The task: Here the requirement is to repeat every record exactly, in full.

Extracted material:
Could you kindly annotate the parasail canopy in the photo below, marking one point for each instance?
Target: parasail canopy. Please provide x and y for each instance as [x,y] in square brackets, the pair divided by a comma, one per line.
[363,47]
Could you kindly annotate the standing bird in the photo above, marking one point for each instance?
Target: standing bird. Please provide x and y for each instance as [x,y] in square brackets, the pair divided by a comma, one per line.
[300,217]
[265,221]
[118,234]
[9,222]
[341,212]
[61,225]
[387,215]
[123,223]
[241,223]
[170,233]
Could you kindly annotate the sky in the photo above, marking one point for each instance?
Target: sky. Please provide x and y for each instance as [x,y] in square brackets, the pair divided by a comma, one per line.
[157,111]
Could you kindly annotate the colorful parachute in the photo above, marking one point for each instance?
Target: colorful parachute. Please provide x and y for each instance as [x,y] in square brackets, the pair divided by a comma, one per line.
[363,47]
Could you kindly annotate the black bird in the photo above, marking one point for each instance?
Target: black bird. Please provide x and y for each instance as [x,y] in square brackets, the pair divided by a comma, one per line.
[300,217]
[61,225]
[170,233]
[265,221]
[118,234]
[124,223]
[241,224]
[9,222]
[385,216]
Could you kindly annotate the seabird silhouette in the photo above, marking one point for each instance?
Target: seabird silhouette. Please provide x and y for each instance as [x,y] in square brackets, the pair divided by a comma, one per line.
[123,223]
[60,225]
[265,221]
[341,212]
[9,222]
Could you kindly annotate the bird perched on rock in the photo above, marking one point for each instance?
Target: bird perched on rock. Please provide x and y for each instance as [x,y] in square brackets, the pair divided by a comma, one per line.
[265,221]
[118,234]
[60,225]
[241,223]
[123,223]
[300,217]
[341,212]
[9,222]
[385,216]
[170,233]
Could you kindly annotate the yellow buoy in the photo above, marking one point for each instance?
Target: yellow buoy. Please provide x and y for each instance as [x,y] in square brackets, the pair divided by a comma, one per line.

Your response:
Could you kindly annotate the parasail canopy in the photo below, marking one point for each instance?
Target: parasail canopy. Please provide x and y for each instance as [x,y] in square brackets, the pair divided by a comma, one per line.
[363,47]
Could you kindly annotate the standing bird in the photo above, marking one point for each instance?
Target: standing bird. Please provide x and y for each instance as [x,y] in square brackets, the pair divided by a comma, one per line.
[300,217]
[265,221]
[118,234]
[9,222]
[341,212]
[61,225]
[387,215]
[123,223]
[241,223]
[170,233]
Could you kindly annotate the sky in the photo above, marking one point for each instance?
Target: sky. Please provide x and y for each instance as [x,y] in square brackets, the pair divided by a comma, one per line.
[157,111]
Could you kindly annotate the colorful parachute in the photo above, marking one point for each instance?
Target: colorful parachute. Please provide x and y for each instance as [x,y] in square brackets, the pair divided by a comma, one per line.
[363,47]
Could you kindly annotate the black bird in the photo above, marking one point for each instance?
Target: black bird. Please provide x and y for each instance as [x,y] in square brackets, the pair divided by a comma, one per line.
[300,217]
[61,225]
[170,233]
[265,221]
[118,234]
[124,223]
[241,224]
[9,222]
[385,216]
Could you kindly annotate the seabird silhouette in the photo above, marking one point for each instance?
Target: seabird silhouette. Please provide x and y for each instance as [x,y] in square brackets, the pair divided by a comma, one per line.
[123,223]
[60,225]
[265,221]
[341,212]
[9,222]
Could you kindly annotate the bird perched on rock in the photo above, marking one point for each instance?
Target: bird perched on rock. Please provide x and y for each instance as [x,y] in square brackets, the pair divided by a comma, one per line.
[265,221]
[118,234]
[60,225]
[241,223]
[123,223]
[300,217]
[341,212]
[9,222]
[385,216]
[170,233]
Could you kindly annotate the yellow buoy in the photo above, marking one point for each instance?
Target: yellow buoy. Please provide x and y for each instance as [x,y] in square brackets, the pair divided by a comma, one per line.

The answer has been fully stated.